* **Given problem**: Reproduce the material exactly, omitting nothing.

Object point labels
# # # # #
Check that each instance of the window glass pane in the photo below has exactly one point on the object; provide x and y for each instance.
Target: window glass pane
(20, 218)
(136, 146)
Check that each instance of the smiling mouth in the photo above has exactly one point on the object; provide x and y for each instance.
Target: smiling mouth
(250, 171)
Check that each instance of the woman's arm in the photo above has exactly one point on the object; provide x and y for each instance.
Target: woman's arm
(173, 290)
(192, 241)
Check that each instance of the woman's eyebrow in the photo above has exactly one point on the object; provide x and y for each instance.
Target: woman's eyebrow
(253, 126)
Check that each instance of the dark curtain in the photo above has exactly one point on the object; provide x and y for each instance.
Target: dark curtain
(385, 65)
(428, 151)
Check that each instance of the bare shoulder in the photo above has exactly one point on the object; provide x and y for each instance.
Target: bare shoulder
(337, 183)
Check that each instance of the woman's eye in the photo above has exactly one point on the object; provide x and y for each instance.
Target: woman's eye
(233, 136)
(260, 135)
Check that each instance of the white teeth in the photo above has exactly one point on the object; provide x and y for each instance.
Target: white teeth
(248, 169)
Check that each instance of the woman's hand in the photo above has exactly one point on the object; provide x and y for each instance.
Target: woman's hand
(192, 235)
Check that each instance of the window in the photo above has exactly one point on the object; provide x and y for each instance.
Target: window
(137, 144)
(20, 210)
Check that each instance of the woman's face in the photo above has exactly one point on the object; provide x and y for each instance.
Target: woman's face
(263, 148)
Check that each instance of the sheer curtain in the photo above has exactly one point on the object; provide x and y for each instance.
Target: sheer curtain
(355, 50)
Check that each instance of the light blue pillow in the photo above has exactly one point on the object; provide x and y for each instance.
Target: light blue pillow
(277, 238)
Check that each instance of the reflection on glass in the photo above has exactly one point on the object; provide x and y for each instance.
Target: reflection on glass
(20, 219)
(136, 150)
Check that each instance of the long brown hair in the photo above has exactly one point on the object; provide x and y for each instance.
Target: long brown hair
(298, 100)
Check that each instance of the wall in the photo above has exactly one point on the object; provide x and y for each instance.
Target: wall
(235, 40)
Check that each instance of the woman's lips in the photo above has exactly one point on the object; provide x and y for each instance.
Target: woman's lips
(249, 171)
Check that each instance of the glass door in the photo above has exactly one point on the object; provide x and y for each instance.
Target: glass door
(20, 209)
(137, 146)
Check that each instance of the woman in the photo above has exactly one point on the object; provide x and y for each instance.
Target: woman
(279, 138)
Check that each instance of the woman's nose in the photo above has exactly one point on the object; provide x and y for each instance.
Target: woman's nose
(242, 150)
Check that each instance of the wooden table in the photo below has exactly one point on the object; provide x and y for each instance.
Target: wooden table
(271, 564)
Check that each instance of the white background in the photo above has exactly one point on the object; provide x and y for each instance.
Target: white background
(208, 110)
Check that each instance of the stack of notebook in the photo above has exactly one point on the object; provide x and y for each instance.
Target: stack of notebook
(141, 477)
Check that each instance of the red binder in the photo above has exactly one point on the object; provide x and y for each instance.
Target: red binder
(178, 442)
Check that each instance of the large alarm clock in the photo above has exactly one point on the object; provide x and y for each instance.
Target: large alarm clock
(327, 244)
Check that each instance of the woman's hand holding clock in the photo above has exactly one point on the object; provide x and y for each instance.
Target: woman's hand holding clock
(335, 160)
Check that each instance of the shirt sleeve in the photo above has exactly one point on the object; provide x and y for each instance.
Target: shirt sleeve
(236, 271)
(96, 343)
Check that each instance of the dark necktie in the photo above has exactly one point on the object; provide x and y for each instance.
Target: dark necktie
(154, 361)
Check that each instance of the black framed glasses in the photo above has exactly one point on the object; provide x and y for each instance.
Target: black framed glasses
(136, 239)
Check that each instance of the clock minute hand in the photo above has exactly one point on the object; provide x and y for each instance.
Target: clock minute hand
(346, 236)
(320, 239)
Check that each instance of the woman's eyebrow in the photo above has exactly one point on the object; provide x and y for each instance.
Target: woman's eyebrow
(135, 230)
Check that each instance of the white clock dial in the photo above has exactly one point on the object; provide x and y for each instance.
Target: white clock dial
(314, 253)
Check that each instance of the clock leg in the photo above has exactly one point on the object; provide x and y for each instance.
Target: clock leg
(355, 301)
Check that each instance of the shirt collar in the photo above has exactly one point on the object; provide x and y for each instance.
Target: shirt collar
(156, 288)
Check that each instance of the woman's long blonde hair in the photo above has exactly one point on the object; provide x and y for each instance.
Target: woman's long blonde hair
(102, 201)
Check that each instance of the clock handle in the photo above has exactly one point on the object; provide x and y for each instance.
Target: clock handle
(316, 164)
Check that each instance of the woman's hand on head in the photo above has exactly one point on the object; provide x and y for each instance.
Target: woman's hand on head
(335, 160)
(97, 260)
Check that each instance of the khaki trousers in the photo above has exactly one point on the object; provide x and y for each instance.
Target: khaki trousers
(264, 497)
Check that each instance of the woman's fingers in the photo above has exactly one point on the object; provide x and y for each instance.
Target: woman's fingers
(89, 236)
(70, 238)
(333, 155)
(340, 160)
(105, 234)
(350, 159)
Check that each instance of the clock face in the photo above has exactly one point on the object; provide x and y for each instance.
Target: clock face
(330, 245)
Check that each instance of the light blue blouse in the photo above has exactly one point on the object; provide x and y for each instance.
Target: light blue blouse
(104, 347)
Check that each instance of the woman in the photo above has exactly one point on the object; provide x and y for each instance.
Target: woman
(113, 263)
# # # # #
* **Answer for the task**:
Check that each instance of the window glass pane in the photo below has exactly one point on the object; provide x and y for each instance.
Target: window glass pane
(20, 218)
(136, 146)
Check that each instance of the smiling mouth in the photo above has exactly one point on the object; provide x and y for each instance.
Target: smiling mouth
(250, 171)
Check that each instance of the woman's arm in the photo above has exactly one point on the object; provide x and y for each instance.
Target: woman's arm
(173, 290)
(192, 241)
Check that each instance of the woman's eyebrow in the photo above has exactly one point on the object; provide x and y for each instance.
Target: woman's eyebrow
(253, 126)
Check that each instance of the dark curtain in the photo above has exactly one point on the object; provide x and y for each instance.
Target: dark curtain
(385, 65)
(428, 151)
Check that each instance of the bare shoulder in the photo above has exactly one point on the object; provide x and y for each instance.
Target: bare shoulder
(337, 183)
Check that each instance of the woman's eye in the photo above has exactly one point on the object; provide x and y for each instance.
Target: woman's eye
(233, 136)
(260, 135)
Check that each instance of the white teeth in the photo above has exactly one point on the object; provide x and y for each instance.
Target: white teeth
(248, 169)
Check that each instance of the woman's hand in the photo above has exactly one point on the object; provide x and y for each instance.
Target: woman's hand
(192, 235)
Check that each instance of the window in the photo above has exactly one point on the object; provide x and y for each instance.
Target: window
(137, 144)
(20, 210)
Check that each instance of the woman's face in the photo above has exactly one point on the object; provide x and y for each instance.
Target: woman's face
(263, 148)
Check that each instance of the sheer curtain in the photo above has exactly one point on the object; provide x and y for each instance.
Target: sheer curtain
(355, 50)
Check that each instance of the light blue pillow in the photo above has exactly one point on the object; provide x and y for each instance.
Target: light blue pillow
(277, 238)
Check that each instance of the reflection on glass in the photo above has exactly one point on the object; provide x and y for each instance.
Target: reflection on glass
(20, 219)
(136, 150)
Check that each instance of the long brown hair in the photo above has exactly one point on the object; provide x and y for each instance.
Target: long brown hair
(298, 100)
Check that each instance of the wall in the photo above has exactly one point on the object; provide x and y for each instance.
Target: wall
(235, 40)
Check that each instance of the woman's lips in the photo above has exactly one point on the object; provide x and y for each instance.
Target: woman's lips
(249, 171)
Check that each instance of the glass door in the photo above has exactly one point on the object; provide x and y for each instance.
Target: glass door
(20, 209)
(137, 146)
Check that each instance of the woman in the photo above has exactly one point on the object; provide x and y for each instance.
Target: woman
(279, 138)
Check that each instance of the woman's nose in the photo above has exactly one point on the object; provide x and y for each instance.
Target: woman's nose
(242, 150)
Check that each instance of the wooden table in the photo below has exactly one point on the object; provide x and y for each instance.
Target: wooden table
(271, 564)
Check that each instance of the white background in the photo above has exactly one point on the object; provide x and y for each instance.
Target: white background
(208, 110)
Check that each instance of the stack of notebook in the photo above has exactly one point on the object; provide x and y for each instance.
Target: stack of notebook
(141, 477)
Check that each instance of the red binder in the photo above has exactly one point on the object; provide x and y for each instance.
Target: red binder
(178, 442)
Check that each instance of the large alarm clock in the photo above has exactly one point on the object; provide x and y for each instance.
Target: large alarm clock
(327, 244)
Check that each instance of the woman's hand holding clock in the photo above has exactly one point on the object; provide x and y for each instance.
Target: woman's hand holding clock
(335, 160)
Check that each instance of the shirt sleeve in the photo above has exactly one point on the object; provide x and y for each instance.
Target: shirt sleeve
(236, 271)
(96, 343)
Check that each instance of the dark necktie in the photo above has exactly one point on the object; provide x and y for each instance.
Target: dark necktie
(154, 361)
Check that each instance of the black framed glasses in the photo above has exactly one point on the object; provide x and y for each instance.
Target: black framed glasses
(136, 239)
Check that each instance of the clock minute hand in the photo above has exactly one point on the object; provide x and y for each instance.
Target: clock minute hand
(346, 236)
(320, 239)
Check that each instance of the woman's eyebrow in the photo above has exactly one point on the object; provide x and y for each instance.
Target: woman's eyebrow
(135, 230)
Check that each instance of the white clock dial in the photo above has exactly one point on the object; provide x and y for each instance.
Target: white clock dial
(314, 253)
Check that each instance of the clock leg in the photo above has exactly one point on the object; provide x and y for each instance.
Target: clock leg
(355, 301)
Check that each instance of the shirt collar in the photo above has exactly one point on the object; provide x and y for each instance.
Target: shirt collar
(156, 288)
Check that each instance of the woman's long blonde hair in the photo above has exactly one point on the object; provide x and y for each instance.
Target: woman's long blonde hair
(102, 201)
Check that each instance of the clock handle in the photo above has exactly one point on the object; provide x and y for each instance.
Target: clock handle
(316, 164)
Check that each instance of the woman's hand on head in the photo above has exactly one point on the object; provide x and y for each instance.
Target: woman's hand on head
(335, 160)
(97, 260)
Check that each instance of the khaki trousers in the photo above has exactly one point on the object; provide x and y for each instance.
Target: khaki trousers
(264, 497)
Check that each instance of the woman's fingers in the photo above has exactly one point on the object; provide x and y for each instance.
Target: woman's fingers
(89, 236)
(70, 238)
(333, 155)
(340, 160)
(105, 234)
(350, 159)
Check that each instance of the clock face in the photo above has exactly one point on the object; provide x and y for each instance.
Target: clock face
(330, 245)
Check that each instance of the light blue blouse in the photo above has exactly one point on the object; provide x and y for each instance.
Target: light blue blouse
(104, 347)
Check that each instance of the woman in the photo above has exactly one point on the object; provide x and y for each instance.
Target: woman
(113, 263)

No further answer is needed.